═════ Entries supplied

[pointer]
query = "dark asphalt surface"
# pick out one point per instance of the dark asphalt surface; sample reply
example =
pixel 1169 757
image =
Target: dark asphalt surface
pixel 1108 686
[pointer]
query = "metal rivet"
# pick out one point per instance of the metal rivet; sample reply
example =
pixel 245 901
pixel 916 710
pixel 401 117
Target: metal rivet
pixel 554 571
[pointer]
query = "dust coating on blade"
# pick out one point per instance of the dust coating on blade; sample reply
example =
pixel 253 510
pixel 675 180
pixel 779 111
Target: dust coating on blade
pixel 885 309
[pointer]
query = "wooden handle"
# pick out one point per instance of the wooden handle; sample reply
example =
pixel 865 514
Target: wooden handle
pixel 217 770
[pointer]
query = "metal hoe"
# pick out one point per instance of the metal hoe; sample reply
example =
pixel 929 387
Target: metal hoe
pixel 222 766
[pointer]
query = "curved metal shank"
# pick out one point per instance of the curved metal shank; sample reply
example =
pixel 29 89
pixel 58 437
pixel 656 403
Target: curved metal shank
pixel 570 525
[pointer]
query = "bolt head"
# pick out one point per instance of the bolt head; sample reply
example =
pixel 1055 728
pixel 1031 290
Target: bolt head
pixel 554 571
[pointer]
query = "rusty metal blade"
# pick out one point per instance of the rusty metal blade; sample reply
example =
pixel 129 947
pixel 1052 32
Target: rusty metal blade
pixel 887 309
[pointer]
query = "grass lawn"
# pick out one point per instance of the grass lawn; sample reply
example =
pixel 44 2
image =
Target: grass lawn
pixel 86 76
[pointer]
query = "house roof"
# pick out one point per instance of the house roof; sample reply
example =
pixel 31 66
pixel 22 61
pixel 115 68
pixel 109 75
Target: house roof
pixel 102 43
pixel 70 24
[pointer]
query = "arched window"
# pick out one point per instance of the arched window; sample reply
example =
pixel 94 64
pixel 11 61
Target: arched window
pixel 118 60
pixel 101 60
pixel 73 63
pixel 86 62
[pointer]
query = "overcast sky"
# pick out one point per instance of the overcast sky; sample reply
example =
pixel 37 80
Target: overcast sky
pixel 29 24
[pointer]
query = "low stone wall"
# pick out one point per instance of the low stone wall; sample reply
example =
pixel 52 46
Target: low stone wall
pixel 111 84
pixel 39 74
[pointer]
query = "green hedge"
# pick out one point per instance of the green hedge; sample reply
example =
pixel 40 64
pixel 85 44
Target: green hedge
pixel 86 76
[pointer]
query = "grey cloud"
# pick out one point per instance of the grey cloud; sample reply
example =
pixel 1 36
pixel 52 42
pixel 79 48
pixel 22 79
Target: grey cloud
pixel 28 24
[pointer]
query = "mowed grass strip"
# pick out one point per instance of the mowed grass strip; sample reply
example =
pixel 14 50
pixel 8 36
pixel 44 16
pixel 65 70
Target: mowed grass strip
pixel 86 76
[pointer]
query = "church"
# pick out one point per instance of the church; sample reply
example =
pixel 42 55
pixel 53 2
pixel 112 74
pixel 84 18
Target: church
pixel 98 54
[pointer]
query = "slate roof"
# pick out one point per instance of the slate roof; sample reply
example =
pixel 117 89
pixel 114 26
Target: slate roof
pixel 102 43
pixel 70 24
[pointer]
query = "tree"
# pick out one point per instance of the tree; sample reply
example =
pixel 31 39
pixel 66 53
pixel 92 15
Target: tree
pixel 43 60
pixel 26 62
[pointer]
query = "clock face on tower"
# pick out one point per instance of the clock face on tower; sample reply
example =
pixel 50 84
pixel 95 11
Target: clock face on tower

══════════

Keep only the lines from the one containing "Target: green hedge" through the final line of the records, and transcribe them exactly.

#### Task result
Target: green hedge
pixel 86 76
[pointer]
query = "grey cloud"
# pick out one point per instance of the grey cloud; sample reply
example =
pixel 1 36
pixel 52 42
pixel 79 48
pixel 22 79
Target: grey cloud
pixel 28 24
[pointer]
query = "mowed grass strip"
# pick out one point per instance of the mowed grass strip; sample reply
example =
pixel 14 50
pixel 8 36
pixel 44 16
pixel 65 70
Target: mowed grass strip
pixel 86 76
[pointer]
query = "church"
# pick out one point per instance of the church; sample reply
example =
pixel 42 55
pixel 53 2
pixel 112 74
pixel 84 18
Target: church
pixel 98 54
[pointer]
query = "slate roof"
# pick out one point per instance of the slate roof; sample reply
example =
pixel 117 89
pixel 114 26
Target: slate roof
pixel 102 43
pixel 70 24
[pointer]
query = "tree"
# pick out one point per instance of the tree; sample reply
example =
pixel 31 39
pixel 66 53
pixel 92 15
Target: tree
pixel 43 60
pixel 26 62
[pointer]
query = "clock face on tower"
# pick out one point per instance of the clock face on tower; sample reply
example =
pixel 50 84
pixel 95 11
Target: clock face on tower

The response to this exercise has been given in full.